▶ _TASK_: Rewrite every line of the data from the line containing "One point marks each instance of the distant mountain" through the line containing "x=812, y=29", leaving all other text unchanged. Shift each x and y coordinate in the answers by adding -42 to it.

Point labeling dataset excerpts
..........

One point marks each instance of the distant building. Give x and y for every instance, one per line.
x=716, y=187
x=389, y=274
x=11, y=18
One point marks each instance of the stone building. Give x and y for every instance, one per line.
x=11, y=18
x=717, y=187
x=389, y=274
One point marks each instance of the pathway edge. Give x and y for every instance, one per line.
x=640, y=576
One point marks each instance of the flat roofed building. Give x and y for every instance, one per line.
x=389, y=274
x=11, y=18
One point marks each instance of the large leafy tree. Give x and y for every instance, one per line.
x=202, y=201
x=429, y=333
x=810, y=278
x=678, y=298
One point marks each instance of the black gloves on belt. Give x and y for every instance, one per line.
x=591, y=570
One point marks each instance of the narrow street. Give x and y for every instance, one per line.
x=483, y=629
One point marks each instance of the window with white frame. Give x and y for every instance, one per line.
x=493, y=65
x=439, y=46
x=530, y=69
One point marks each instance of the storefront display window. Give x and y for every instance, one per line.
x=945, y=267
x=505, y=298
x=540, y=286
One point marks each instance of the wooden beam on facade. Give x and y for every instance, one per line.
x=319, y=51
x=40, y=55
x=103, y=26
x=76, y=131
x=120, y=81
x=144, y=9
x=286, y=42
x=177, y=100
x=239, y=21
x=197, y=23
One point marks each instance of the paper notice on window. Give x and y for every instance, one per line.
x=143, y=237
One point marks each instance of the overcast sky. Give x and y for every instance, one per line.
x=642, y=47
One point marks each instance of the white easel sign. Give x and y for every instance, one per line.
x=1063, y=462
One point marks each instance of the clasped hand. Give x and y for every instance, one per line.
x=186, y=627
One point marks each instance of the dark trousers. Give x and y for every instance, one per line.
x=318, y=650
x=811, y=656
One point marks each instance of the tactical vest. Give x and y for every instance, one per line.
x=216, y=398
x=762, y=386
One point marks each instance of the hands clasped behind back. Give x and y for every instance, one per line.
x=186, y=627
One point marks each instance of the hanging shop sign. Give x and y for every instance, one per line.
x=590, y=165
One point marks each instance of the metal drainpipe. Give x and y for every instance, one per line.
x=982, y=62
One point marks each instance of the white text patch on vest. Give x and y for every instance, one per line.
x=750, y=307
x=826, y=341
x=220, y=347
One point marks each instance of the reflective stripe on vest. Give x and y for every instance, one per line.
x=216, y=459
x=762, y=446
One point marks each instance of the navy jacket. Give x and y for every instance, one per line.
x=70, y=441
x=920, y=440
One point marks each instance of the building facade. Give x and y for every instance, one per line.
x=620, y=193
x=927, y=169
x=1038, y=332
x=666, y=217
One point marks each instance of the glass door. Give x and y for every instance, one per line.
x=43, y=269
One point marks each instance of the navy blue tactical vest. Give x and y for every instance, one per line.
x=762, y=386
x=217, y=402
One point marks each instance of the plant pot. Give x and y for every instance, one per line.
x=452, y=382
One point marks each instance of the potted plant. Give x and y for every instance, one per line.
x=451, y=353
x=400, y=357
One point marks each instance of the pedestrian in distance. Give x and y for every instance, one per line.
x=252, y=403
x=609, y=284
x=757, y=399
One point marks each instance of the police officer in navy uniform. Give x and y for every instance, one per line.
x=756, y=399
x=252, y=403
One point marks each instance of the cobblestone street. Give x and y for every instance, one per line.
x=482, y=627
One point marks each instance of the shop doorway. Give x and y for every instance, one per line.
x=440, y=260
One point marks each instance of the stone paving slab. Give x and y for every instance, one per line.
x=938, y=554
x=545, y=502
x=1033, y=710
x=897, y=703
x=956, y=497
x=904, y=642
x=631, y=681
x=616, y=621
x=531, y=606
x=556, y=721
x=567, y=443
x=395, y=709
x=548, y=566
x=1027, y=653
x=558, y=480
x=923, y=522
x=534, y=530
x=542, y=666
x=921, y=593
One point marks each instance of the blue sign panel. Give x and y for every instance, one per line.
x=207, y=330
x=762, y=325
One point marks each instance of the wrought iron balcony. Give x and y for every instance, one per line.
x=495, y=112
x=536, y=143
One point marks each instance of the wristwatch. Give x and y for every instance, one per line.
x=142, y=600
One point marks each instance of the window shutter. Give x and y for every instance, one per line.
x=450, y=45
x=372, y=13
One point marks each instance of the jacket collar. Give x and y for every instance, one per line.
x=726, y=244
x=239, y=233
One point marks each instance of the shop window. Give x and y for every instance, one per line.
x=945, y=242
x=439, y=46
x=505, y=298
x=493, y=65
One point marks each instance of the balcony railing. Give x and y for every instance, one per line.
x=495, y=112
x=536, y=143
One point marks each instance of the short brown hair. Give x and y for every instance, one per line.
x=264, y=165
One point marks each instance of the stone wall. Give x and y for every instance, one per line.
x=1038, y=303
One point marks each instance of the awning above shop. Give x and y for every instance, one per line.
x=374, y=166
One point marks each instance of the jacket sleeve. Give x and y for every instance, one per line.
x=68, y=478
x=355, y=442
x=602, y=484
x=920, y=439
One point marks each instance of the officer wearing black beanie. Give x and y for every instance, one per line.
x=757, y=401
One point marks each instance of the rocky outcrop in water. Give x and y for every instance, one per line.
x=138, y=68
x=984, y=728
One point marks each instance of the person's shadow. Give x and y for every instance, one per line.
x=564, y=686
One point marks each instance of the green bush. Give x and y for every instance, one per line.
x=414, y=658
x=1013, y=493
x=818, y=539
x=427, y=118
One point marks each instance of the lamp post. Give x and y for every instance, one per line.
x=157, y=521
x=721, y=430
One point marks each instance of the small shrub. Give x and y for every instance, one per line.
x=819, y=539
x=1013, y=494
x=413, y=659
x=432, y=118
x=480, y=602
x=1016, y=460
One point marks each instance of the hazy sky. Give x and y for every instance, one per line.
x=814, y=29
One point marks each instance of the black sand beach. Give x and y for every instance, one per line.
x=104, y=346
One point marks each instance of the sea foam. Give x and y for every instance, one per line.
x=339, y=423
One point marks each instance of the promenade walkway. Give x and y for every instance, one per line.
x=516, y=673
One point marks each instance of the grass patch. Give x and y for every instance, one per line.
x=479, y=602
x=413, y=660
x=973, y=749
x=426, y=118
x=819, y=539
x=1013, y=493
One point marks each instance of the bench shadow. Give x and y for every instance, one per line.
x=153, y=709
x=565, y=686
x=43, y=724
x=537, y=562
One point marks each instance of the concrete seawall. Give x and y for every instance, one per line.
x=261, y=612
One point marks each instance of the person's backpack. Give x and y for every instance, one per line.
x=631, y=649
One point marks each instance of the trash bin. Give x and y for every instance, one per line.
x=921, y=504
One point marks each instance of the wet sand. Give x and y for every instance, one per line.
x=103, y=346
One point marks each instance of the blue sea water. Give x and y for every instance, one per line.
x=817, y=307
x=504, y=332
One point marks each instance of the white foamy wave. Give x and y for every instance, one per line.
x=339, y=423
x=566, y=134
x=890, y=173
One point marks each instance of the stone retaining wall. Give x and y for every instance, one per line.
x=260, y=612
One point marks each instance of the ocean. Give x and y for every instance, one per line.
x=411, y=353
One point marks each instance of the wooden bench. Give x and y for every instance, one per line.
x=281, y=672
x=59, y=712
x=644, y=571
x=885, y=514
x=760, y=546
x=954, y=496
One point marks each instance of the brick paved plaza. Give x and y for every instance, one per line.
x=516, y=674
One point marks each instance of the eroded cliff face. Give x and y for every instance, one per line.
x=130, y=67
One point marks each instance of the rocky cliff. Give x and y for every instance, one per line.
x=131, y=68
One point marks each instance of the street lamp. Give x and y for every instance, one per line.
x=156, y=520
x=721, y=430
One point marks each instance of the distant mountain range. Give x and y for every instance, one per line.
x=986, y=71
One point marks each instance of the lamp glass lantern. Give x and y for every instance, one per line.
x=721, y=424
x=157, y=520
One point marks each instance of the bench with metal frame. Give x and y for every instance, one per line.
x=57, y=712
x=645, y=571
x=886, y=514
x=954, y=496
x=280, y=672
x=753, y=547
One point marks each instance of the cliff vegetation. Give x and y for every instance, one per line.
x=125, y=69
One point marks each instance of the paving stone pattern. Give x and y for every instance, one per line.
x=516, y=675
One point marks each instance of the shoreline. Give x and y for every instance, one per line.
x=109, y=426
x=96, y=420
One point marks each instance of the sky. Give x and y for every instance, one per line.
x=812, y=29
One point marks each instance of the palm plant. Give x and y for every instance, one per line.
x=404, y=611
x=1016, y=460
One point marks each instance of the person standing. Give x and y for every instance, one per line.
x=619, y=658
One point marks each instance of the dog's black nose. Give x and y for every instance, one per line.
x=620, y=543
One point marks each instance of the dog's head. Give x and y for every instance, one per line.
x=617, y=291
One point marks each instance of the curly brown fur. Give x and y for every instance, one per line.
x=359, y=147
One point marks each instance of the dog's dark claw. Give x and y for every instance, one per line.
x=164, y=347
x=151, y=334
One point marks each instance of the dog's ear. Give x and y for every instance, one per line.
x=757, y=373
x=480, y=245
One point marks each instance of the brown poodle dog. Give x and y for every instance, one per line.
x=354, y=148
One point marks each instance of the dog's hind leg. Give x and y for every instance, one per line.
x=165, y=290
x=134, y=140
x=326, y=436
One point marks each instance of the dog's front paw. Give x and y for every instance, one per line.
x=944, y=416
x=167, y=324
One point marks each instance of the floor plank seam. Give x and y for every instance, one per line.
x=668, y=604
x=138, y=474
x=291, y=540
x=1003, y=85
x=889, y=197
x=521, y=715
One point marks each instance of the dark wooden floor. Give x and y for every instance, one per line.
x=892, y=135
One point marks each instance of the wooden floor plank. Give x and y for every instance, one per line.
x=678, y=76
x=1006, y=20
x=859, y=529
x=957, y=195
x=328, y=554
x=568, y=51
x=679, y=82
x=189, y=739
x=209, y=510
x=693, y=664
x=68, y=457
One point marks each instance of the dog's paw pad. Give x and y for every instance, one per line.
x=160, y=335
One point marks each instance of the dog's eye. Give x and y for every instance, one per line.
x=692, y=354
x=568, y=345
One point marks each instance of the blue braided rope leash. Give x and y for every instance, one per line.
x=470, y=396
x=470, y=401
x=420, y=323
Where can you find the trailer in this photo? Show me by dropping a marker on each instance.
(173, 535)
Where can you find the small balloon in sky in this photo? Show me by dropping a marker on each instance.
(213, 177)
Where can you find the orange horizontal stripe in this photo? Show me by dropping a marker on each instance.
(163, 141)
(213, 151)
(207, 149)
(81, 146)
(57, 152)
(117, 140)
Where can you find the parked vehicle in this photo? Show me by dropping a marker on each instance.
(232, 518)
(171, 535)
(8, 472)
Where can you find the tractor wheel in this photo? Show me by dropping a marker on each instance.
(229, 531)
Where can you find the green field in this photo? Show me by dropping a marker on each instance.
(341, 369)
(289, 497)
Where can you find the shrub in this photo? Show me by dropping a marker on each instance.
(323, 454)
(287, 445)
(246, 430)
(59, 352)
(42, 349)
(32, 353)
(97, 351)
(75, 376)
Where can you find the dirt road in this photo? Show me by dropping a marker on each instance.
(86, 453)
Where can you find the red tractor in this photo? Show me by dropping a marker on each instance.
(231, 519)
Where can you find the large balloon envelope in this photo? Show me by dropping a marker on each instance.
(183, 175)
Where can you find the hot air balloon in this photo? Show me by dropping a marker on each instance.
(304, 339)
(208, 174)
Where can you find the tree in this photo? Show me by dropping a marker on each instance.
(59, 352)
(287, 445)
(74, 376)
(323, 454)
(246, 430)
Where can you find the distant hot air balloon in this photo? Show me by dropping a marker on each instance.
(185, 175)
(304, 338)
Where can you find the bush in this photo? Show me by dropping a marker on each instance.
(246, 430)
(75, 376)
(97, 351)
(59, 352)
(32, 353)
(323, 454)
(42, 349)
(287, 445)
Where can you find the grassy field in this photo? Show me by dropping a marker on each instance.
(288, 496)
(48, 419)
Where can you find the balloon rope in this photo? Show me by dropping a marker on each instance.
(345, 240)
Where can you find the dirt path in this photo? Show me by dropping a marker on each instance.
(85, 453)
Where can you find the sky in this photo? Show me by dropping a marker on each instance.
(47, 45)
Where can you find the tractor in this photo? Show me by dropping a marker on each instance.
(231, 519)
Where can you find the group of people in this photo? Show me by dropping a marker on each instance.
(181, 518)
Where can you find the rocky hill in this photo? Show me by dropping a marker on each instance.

..........

▶ _PROBLEM SOLUTION_:
One point marks each instance of the distant mountain range. Give x and y for every instance, one per line.
x=944, y=29
One point marks each instance of the lamp glass lantern. Give x and y for every instance, one per line.
x=679, y=382
x=115, y=478
One point marks each instance of the bench with metal frame. Give x and y for every instance, one per line.
x=15, y=670
x=603, y=529
x=844, y=472
x=912, y=454
x=238, y=630
x=711, y=505
One point marks each instance of the cliff vegetation. Give x and y for every instance, one per line.
x=83, y=27
One point marks each instance of the paving stone pattern. Give x and y for every instance, one per line.
x=474, y=633
One point marks each instance of the shoreline. Give x and y for every instance, one per line.
x=67, y=384
x=54, y=378
One point marks each instance of the sky. Give x and y for every instance, one per line.
x=770, y=-13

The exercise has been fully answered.